- Task to carry out -
Please output every item below as a two-column CSV with the headers item_text and item_answer, one row per item. Put each value in a quoted field, replace line breaks with spaces, and leave the pictures out.

- Available data -
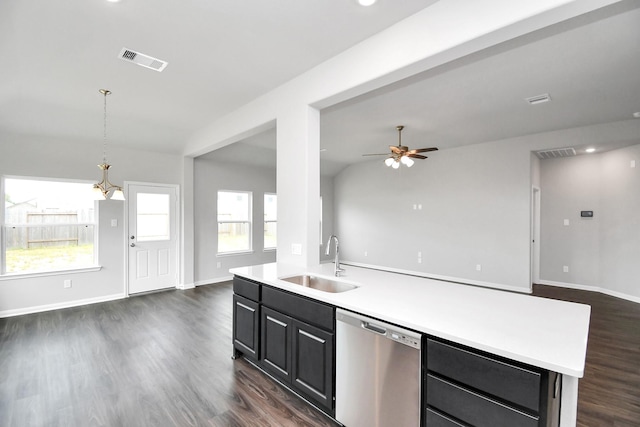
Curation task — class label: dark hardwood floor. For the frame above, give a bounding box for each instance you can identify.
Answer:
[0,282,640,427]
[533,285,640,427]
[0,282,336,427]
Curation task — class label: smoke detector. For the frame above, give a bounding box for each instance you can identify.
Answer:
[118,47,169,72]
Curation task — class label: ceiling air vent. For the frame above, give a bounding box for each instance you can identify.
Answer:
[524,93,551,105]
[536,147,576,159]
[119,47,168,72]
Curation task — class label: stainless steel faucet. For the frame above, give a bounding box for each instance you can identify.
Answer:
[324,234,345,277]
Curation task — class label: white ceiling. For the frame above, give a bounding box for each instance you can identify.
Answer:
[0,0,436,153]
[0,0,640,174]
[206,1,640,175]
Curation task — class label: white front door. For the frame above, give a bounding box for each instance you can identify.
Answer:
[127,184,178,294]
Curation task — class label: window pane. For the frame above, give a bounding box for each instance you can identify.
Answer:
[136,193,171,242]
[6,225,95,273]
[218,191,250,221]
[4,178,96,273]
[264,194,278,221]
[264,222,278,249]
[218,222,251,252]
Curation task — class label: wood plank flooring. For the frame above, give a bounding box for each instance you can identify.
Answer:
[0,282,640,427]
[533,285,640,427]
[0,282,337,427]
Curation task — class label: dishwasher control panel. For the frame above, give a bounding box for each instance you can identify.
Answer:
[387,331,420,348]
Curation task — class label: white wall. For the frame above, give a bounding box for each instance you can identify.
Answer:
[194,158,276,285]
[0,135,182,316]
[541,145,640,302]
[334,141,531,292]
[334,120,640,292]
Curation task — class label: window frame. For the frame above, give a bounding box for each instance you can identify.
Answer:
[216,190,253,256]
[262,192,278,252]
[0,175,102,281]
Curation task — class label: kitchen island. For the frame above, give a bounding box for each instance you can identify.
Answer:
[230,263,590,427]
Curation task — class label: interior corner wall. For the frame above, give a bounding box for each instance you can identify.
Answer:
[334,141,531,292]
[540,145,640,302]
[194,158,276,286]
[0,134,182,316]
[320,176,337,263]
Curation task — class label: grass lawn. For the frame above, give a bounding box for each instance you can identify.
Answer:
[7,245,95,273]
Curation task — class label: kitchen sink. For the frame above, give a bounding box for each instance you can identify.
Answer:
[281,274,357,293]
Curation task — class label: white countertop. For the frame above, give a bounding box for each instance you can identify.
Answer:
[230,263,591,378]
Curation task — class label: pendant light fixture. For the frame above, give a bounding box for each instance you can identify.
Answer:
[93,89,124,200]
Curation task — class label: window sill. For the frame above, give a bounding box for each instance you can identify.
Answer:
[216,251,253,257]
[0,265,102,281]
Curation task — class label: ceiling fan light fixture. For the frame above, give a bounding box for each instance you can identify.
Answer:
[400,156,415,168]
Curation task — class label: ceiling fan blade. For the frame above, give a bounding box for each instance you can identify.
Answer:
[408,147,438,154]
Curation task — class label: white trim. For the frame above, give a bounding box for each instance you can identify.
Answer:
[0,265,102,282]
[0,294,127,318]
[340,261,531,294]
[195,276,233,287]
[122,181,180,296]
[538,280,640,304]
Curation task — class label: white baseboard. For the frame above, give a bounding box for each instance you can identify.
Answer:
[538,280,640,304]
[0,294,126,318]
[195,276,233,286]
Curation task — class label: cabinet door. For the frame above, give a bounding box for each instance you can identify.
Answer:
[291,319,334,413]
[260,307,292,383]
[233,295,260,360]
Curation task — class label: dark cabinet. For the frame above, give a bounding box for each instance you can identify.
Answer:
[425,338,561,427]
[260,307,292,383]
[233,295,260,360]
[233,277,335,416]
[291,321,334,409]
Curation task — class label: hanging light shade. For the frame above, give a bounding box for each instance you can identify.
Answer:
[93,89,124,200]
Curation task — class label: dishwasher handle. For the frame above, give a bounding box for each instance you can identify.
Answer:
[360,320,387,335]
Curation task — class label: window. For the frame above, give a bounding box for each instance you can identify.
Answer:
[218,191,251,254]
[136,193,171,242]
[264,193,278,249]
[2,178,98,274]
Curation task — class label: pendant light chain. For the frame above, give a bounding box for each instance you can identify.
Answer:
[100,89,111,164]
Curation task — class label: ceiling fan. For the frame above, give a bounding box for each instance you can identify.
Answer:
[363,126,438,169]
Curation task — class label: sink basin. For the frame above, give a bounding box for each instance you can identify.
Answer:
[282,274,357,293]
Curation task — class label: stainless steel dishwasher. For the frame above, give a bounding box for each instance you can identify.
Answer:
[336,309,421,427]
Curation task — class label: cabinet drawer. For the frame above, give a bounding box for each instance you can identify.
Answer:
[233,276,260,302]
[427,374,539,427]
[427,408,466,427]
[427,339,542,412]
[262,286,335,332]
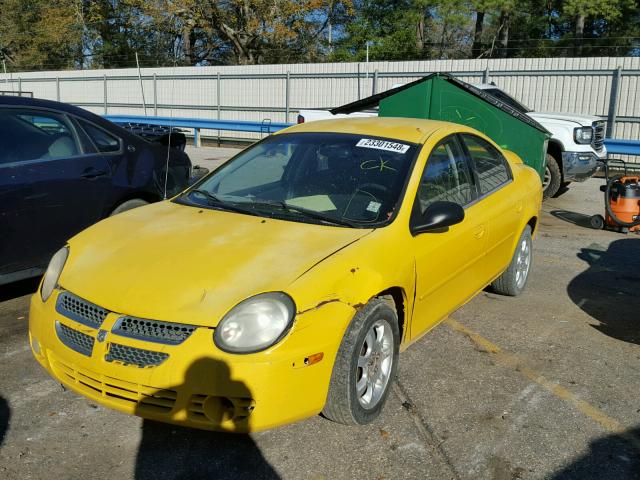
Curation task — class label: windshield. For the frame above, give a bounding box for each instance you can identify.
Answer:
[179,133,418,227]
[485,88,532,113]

- Solution to the exercise -
item_text,item_answer
"Curation task — class label: dark hardwood floor. For the frame above, give a bounding box for each instance you can identify. Answer:","[0,282,640,427] [533,285,640,427] [0,282,336,427]"
"Curation task — class label: smoke detector. For the frame above, give a bounding box for each instance you can identify. Answer:","[118,47,169,72]"
"Curation task — class label: ceiling air vent. For the frame above, give a bounding box for each instance you can identify. Answer:","[524,93,551,105] [536,147,576,159] [119,47,168,72]"
"Curation task — class label: stainless steel faucet. For the frame above, give a bounding box for each instance you can identify. Answer:","[324,234,345,277]"
"Curation task — class label: white ceiling. For the frame above, give a bounding box for each instance you can identify. Answer:","[0,0,436,153] [0,0,640,174] [206,1,640,175]"
"Curation task — class label: white front door. For the frame above, give a bounding box for each instance you can identify. Answer:","[127,184,178,294]"
"Curation task — class label: window pane. For the frame above, give a bounding box for each instance you can identify. Answer:","[136,193,171,242] [6,225,95,273] [218,191,250,221] [4,178,96,273] [264,194,278,221] [264,222,278,249] [218,222,251,252]"
"Curation task — class label: wood plank flooring. For the frame above, give a bounding box for each instance you can identify. Answer:","[0,282,640,427] [533,285,640,427] [0,282,337,427]"
"Curation task — class label: dishwasher control panel. For the frame above, give a bounding box for each instance you can identify. Answer:","[387,331,420,348]"
"Curation task — class label: white wall. For the frame above, give a bounding box for each instance you can identify. Answer:","[194,158,276,285] [0,135,182,316] [541,145,640,302] [334,141,531,292] [334,120,640,292]"
"Curation task — class label: window frame. For the frame above, give a bounding box for each instance you can identify. Answer:","[216,190,253,256] [262,192,278,252] [0,175,102,281]"
"Curation task — class label: kitchen island. For the frame above, give a bounding box for each instance you can identify. Answer:","[230,263,590,427]"
"Curation task — class label: interior corner wall. For the frame above, give a bounding box for each instance you can identify. Answer:","[334,141,531,292] [540,145,640,302] [194,158,276,286] [0,134,182,316] [320,176,337,263]"
"Curation task — class label: grass lawn. For the frame above, give a bounding box for each instance you can identify. Answer:","[7,245,95,273]"
"Curation task — class label: kitchen sink. For the frame above, give a bounding box for each instance you can identify. Answer:","[281,274,357,293]"
"Curation task — class label: white countertop. For the frame above, give a bounding box for each instance you can identify. Answer:","[230,263,591,378]"
"Curation task — class label: pendant light fixture. For the frame above, give a bounding box for each instance you can identify. Answer:","[93,89,124,200]"
"Curation task — class label: window sill. For the frame above, give a bounding box for each instance you can identify. Answer:","[216,251,253,257] [0,265,102,281]"
"Curation task — class label: ceiling fan light fixture. For the frame above, give a bounding box for each instance you can identify. Answer:","[400,156,415,168]"
"Curation task — class label: ceiling fan blade. For the frame above, give a bounding box for each instance you can identify. Answer:","[408,147,438,154]"
"Curation task — class label: white trim. For the frame above, give a bounding box for each instance you can identify. Answer:","[0,265,102,282] [0,294,127,318] [340,261,531,294] [195,276,233,287] [122,181,180,296] [538,280,640,304]"
"Curation task — class label: white baseboard. For the frame above, give a bounding box for each instance you can identify. Answer:","[538,280,640,304] [0,294,126,318] [195,276,233,286]"
"Curation task — class label: cabinet door. For the frame above, give a bounding box for each instance you can identify. Answer:","[291,319,334,413] [260,307,292,383] [233,295,260,360]"
"Curation task — class label: dark cabinet. For the frame above, give a bounding box for each instance you can identify. Answer:","[425,338,561,427] [260,307,292,383] [233,295,260,360] [233,277,335,416] [291,321,334,409]"
"Curation task — class label: hanging light shade. For the frame above, give a bounding box for each instance you can identify. Answer:","[93,89,124,200]"
"Curation task — class label: dishwasher handle. For the frame above, give a bounding box for each instance you can identify. Answer:","[360,320,387,335]"
"Curation task — class label: window. For the frame above, give a bounding box for each instance you can identify. Answer:","[218,191,251,254] [136,193,171,242] [264,193,278,249] [2,178,98,274]"
"Curation task — class label: pendant light chain. For the frame above, give a bounding box for each instance you can identify. Answer:","[100,89,111,164]"
"Curation task — class label: ceiling fan. For the frame above, give a bounding box for each instance you can identify. Answer:","[363,126,438,169]"
"Curation task — class label: sink basin. For the frame above, give a bounding box for each instance you can identify. Answer:","[282,274,357,293]"
"Curation task — class label: stainless steel dishwasher. For the frame above, give a bounding box for each instance you can identify. Answer:","[336,309,421,427]"
"Curation task — class label: cabinet drawer. For the frame above, give a bounding box for each instance you can identify. Answer:","[233,276,260,302] [427,374,539,427] [427,408,466,427] [427,339,542,412] [262,286,335,332]"
"Curation task — class label: windshield. For the frame above, give a bounding box for each instance you can identify. Answer:","[179,133,418,227] [485,88,532,113]"